Tasks:
A) Duplicate the homework interview word for word, starting with "Chancellor: Calarco says" and going on through "own academic abilities.".
B) Edit the rows starting with the line with "Mark one point on every instance of the fender" and going on through the line with "pixel 592 186", swapping "silver car" for "gray sedan" and leaving everything else as it is. Return only those lines.

Page excerpt:
Calarco: They cared deeply about their kids. They didn’t want their kids to suffer in school. But at the same time they appreciated what homework could teach their kids in the sense that they wanted their kids to be respectful. They wanted their kids to be responsible, in part because of the way that we perceive low income families, working class families in this society and the way that we sort of assume irresponsibility on the part of less privileged people. And so I think they were fighting hard against those stereotypes. Sometimes in very racialized ways, especially among the white lower income families would use respectability politics kind of language to say oh, well I might not have a lot of money but my kids are respectful and my kids are responsible and so they really saw that as something. And they saw homework as helping with that. They saw homework as a way for their kids to learn that kind of responsibility and so they didn’t feel entitled even when their kids were struggling with homework, to be able to push back in that way. At the same time, certainly when their kids, when they saw their kids not getting their homework done, I have parents who talk to me in interviews who tell me, look, I really want my kid to get their homework done. I feel bad that he’s having to stay in for recess all the time. But I just don’t have the time and my household is just crazy, they would say. There was one mom who ran a home daycare. So she had kids in her house from 7:30 to 6:30 and sometimes later than that and she would say that I keep telling Shaun that he’s gotta get his homework done but then by the time all the kids go home then we’re making dinner and then we’re eating dinner and then he has to go help grandpa and then he’s falling asleep so then it’s 8:30 or 9:00 and we gotta get the homework done but then it’s just time for bed.

Chancellor: Calarco says that besides just not having the time or the flexibility in their schedules to intervene in the ways that some more affluent parents could, sometimes parents weren’t as confident in their own academic abilities.

Calarco: There were a lot of working class parents who talked to me about how, especially by 5th grade, they would say, I don’t know how to do this math. I don’t know how to do it the right way so I just have to let him go to school without the homework done and hope that the teacher will help him. But then they end up suffering consequences because of that. And so they don’t have the sense of entitlement to help because they worry about how they’ll be perceived. And they also have limited resources to be able to help their kids with homework at home. And they also didn’t have the same kind of resources to threaten conflict with the school in the sense that oftentimes they were the ones who were the beneficiaries of the volunteering or the volunteer funds—the school did a lot of outreach to lower income families. And so they didn’t feel like they were in a position to ask for much from the school in that sense because they in many cases getting a lot of benefits already. And they also didn’t have a lot of the social connections that a lot of privileged parents had in terms of connections to lawyers, connections to other families in the community that they could band together with to try to push back against things. And so because of that the school really wasn’t as afraid of them in the same way. And they would get frustrated. Especially parents who were—there was one mom whose son had an IEP for ADHD and the teacher was supposed to check his backpack every day and make sure that his homework was in there. The homework sometimes just wouldn’t come home and so she confronted the teacher about it and sort of said, well, what’s going on? And he’s like, well, Zach showed me the backpack and I assumed that it was in there but there’s other kids who need more help than Zach does. And so the mother was super frustrated but just didn’t feel like she had any leverage to be able to compel the school, even though technically that would be a violation of the IEP, she didn’t feel like she had the leverage to push back in that situation and say ‘no, this is a legal issue and you have to do this, you have to make sure it’s there.’ The more doors you got closed in her face, the more frustrated she got.

Task material:
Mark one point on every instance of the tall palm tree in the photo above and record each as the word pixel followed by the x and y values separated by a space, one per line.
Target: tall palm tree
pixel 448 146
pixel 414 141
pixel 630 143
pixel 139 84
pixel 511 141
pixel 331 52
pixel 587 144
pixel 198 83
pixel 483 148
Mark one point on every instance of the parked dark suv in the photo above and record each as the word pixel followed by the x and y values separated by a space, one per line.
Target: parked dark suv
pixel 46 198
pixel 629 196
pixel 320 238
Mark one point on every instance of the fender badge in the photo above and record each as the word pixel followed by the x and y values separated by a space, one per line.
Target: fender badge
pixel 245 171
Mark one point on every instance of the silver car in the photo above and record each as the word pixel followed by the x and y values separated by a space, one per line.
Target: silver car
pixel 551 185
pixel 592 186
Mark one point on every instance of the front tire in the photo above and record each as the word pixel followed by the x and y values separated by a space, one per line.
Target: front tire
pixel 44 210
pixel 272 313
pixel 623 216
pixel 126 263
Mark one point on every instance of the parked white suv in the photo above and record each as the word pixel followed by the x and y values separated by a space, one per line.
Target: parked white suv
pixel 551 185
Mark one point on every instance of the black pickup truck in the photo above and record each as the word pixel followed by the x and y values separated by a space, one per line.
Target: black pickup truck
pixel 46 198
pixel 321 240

Solutions to the exercise:
A)
Chancellor: Calarco says that besides just not having the time or the flexibility in their schedules to intervene in the ways that some more affluent parents could, sometimes parents weren’t as confident in their own academic abilities.

B)
Mark one point on every instance of the fender badge in the photo above and record each as the word pixel followed by the x and y values separated by a space, one per line.
Target: fender badge
pixel 245 171
Mark one point on every instance of the gray sedan in the photo above and record each as the word pixel followed by the x and y values separated by a space, one per line.
Target: gray sedan
pixel 551 185
pixel 592 186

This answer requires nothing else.